What the task asks:
Print the records below exactly. Omit every picture.

Items listed in a dataset
• • • • •

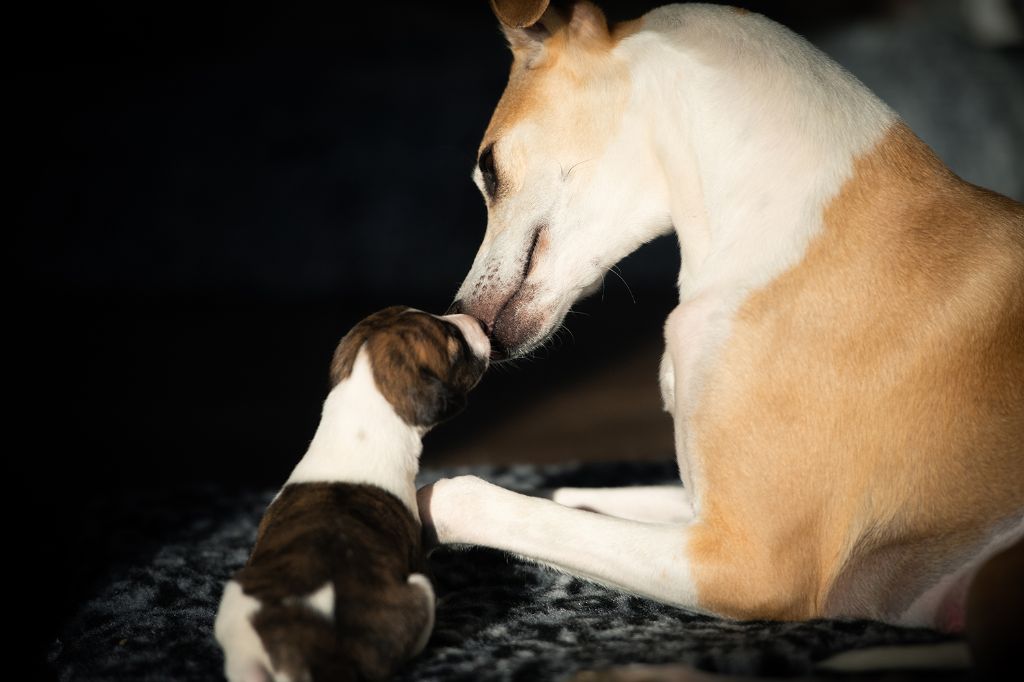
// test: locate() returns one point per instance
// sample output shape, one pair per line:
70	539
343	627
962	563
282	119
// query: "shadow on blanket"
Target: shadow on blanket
499	617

• • • • •

Result below:
// test: locate() returns one point per instance
// sample output shape, one pair per line:
70	539
343	627
962	563
282	119
// query: "shadow on blanket"
Target: shadow on blanket
499	617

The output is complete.